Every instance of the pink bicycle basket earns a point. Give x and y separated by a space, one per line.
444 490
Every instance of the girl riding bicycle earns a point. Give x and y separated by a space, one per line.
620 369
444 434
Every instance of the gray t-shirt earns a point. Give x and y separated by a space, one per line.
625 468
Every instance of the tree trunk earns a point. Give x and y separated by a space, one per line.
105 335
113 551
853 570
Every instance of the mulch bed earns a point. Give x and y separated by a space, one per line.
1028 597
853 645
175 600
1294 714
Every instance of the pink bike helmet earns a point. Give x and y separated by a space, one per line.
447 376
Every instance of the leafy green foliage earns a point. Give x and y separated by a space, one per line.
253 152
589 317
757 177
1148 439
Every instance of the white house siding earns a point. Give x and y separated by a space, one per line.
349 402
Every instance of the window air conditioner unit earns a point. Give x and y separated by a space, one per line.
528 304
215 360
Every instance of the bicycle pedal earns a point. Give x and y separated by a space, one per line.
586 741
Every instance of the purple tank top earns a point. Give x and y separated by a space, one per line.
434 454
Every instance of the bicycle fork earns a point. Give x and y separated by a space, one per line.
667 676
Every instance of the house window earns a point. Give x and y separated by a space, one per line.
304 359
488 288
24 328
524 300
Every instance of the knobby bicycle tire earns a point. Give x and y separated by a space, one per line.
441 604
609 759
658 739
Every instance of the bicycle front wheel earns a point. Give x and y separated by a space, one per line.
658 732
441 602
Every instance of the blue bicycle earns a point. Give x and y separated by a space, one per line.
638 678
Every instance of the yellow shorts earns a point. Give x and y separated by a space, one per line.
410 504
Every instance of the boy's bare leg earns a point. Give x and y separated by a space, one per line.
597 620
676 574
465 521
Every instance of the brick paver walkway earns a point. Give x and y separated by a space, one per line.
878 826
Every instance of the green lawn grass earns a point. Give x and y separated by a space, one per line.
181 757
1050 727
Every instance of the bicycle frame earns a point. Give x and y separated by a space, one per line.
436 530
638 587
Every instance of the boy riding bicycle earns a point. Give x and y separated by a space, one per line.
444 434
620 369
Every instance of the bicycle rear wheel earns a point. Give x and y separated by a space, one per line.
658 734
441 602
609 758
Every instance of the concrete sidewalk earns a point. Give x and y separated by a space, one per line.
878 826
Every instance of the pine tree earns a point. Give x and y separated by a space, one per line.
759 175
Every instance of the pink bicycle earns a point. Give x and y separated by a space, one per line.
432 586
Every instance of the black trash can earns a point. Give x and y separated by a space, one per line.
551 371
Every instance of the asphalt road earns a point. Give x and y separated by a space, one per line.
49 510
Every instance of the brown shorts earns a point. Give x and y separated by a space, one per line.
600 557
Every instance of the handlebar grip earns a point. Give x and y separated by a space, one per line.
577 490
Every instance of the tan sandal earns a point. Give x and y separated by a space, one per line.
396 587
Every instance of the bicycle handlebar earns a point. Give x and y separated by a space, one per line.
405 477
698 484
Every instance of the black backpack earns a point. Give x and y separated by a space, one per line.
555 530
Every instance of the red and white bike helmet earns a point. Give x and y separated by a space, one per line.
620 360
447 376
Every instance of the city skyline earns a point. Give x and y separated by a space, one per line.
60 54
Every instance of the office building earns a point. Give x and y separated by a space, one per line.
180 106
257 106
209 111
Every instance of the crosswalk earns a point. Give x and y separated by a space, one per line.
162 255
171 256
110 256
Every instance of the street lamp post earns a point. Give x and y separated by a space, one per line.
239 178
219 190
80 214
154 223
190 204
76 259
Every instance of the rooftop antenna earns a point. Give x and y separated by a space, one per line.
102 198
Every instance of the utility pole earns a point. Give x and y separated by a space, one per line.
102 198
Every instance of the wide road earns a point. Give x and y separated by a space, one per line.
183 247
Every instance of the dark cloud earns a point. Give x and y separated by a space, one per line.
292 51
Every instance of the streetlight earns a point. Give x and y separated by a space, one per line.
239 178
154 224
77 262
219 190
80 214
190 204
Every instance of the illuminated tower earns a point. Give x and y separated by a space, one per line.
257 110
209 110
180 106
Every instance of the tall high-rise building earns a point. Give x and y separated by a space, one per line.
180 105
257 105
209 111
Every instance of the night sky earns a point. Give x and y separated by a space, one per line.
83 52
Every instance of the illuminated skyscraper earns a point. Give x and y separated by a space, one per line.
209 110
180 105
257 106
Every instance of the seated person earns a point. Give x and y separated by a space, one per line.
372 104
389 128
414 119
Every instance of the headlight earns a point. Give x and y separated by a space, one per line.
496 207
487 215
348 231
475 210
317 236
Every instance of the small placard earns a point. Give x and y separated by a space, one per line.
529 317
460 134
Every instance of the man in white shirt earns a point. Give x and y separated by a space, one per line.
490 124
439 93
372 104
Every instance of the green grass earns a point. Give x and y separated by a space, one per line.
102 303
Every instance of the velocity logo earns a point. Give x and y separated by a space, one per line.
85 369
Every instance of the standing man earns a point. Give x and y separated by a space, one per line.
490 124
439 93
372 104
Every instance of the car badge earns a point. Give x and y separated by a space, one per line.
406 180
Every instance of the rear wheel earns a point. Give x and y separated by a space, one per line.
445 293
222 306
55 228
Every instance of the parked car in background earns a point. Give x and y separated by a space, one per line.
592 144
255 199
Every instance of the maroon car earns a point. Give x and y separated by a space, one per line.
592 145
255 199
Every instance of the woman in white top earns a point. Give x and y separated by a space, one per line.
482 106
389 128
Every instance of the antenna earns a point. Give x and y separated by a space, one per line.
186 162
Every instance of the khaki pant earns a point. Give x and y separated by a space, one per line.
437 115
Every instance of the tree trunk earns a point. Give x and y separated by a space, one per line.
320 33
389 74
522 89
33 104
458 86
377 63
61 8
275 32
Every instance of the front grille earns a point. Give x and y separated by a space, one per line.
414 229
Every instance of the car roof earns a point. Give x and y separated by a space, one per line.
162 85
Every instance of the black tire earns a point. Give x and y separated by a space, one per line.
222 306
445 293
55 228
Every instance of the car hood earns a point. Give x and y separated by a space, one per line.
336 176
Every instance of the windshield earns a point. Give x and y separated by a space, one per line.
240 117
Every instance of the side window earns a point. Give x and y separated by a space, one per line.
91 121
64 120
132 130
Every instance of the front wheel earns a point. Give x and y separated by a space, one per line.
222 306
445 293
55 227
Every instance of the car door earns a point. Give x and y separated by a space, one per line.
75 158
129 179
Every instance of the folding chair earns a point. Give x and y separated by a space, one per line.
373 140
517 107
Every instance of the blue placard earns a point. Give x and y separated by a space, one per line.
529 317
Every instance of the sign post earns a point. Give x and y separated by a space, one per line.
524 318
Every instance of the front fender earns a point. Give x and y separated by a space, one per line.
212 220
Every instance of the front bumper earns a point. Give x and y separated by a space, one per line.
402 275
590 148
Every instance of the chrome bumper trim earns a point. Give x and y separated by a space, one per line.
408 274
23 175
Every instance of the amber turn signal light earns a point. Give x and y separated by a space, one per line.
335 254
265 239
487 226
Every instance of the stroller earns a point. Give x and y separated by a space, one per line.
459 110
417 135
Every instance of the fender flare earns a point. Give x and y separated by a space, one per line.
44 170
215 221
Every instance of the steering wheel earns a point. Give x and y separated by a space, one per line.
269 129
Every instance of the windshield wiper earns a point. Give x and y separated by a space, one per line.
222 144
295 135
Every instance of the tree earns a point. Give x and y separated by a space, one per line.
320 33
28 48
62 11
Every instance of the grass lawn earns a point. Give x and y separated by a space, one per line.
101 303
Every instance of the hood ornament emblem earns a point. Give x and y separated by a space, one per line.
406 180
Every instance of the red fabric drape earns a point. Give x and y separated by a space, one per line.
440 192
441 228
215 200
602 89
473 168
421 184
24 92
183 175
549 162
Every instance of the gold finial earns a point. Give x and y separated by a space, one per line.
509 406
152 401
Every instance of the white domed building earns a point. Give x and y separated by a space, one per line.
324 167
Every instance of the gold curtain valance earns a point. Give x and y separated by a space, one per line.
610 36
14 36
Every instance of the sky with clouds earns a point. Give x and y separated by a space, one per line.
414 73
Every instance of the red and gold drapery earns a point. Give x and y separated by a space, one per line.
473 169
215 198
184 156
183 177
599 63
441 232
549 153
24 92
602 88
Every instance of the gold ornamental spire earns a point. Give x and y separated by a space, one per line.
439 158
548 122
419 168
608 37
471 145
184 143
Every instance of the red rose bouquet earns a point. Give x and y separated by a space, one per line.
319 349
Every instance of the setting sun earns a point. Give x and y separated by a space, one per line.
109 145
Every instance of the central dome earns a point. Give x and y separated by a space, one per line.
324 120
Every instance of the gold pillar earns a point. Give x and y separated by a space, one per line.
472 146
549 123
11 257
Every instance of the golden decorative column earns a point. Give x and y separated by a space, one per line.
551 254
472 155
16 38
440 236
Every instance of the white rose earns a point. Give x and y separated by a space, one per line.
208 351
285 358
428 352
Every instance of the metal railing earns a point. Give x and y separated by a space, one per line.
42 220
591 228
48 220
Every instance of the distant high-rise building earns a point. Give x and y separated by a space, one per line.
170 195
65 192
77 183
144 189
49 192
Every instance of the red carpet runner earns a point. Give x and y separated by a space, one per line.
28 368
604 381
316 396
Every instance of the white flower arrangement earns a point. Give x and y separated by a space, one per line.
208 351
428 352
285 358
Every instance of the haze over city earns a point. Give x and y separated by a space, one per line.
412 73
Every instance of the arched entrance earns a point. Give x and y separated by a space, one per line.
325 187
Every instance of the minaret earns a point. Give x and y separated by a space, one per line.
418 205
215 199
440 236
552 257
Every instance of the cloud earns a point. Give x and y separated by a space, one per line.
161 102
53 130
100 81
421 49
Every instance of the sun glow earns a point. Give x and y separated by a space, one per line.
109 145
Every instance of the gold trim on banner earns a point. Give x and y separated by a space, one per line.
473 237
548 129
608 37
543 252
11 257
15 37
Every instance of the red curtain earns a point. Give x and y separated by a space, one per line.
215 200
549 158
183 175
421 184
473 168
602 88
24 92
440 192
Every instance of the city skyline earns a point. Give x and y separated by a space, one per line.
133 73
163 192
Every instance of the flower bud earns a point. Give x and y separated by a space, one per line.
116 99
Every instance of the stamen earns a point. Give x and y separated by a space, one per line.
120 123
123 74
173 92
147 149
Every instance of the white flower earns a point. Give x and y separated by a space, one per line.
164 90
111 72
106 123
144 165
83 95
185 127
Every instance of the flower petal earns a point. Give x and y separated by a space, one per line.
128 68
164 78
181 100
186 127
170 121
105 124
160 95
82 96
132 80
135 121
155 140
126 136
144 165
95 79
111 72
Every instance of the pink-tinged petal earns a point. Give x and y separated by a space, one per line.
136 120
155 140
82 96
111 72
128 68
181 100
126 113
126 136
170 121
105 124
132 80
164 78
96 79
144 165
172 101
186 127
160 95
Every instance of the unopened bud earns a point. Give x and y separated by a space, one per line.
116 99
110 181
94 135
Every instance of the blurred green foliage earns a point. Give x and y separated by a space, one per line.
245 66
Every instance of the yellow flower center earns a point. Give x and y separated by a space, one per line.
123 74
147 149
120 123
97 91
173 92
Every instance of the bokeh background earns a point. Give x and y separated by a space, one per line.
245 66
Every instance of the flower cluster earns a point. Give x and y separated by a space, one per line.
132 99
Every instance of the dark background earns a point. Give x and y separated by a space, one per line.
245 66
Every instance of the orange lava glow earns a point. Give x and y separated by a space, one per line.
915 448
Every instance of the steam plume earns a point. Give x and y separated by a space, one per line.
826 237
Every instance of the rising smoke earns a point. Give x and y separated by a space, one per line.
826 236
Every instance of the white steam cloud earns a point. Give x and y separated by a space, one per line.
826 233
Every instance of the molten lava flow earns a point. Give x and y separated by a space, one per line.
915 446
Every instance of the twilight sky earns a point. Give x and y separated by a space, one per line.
# # # # # # #
Problem requirements:
Copy out the lines from the line containing "Every instance of the white flower earns" to the end of the listing above, without alteration.

Solution to this problem:
Every instance of the white flower earns a point. Give x and y separated by a space, one per line.
164 90
111 72
106 123
144 165
83 95
185 127
Every instance of the flower petal earns a point. Give x and y separated by a space, one per line.
128 68
164 78
181 100
186 127
170 121
105 124
160 95
82 96
132 80
135 121
155 140
126 136
144 165
95 79
111 72
Every instance of the pink-tinged petal earns a point. Give x and y separated by a space, one per line.
136 120
155 140
82 96
111 72
128 68
181 100
126 113
126 136
170 121
105 124
132 80
164 78
96 79
144 165
172 101
186 127
160 95
Every instance of the unopened bud earns a point. Give x and y separated by a space, one per line.
116 99
110 181
94 135
Every instance of the blurred green foliage earns a point. Give x and y separated by a space, one per line.
245 66
Every instance of the yellow flower center earns a point. Give x and y separated by a space, one per line.
123 74
147 149
120 123
97 91
173 92
Every instance of the bokeh background earns a point. Give x and y separated by a space, one per line.
245 66
Every instance of the flower cluster earns a point. Give x and y separated by a space, one per line.
132 99
Every instance of the dark background earns a point. Give x and y separated by a space, one per line.
245 66
Every instance of the orange lava glow earns a point. Give x and y separated by a space, one per line.
915 448
Every instance of the steam plume earns a point. Give x and y separated by a space, one per line.
826 237
Every instance of the rising smoke earns a point. Give x and y separated by a space, one per line.
826 236
Every instance of the white steam cloud earns a point. Give x and y separated by a space, one per line.
826 233
Every instance of the molten lava flow earns a point. Give x and y separated by a space, one per line.
915 446
Every instance of the twilight sky earns a point. Give x and y separated by a space, one per line.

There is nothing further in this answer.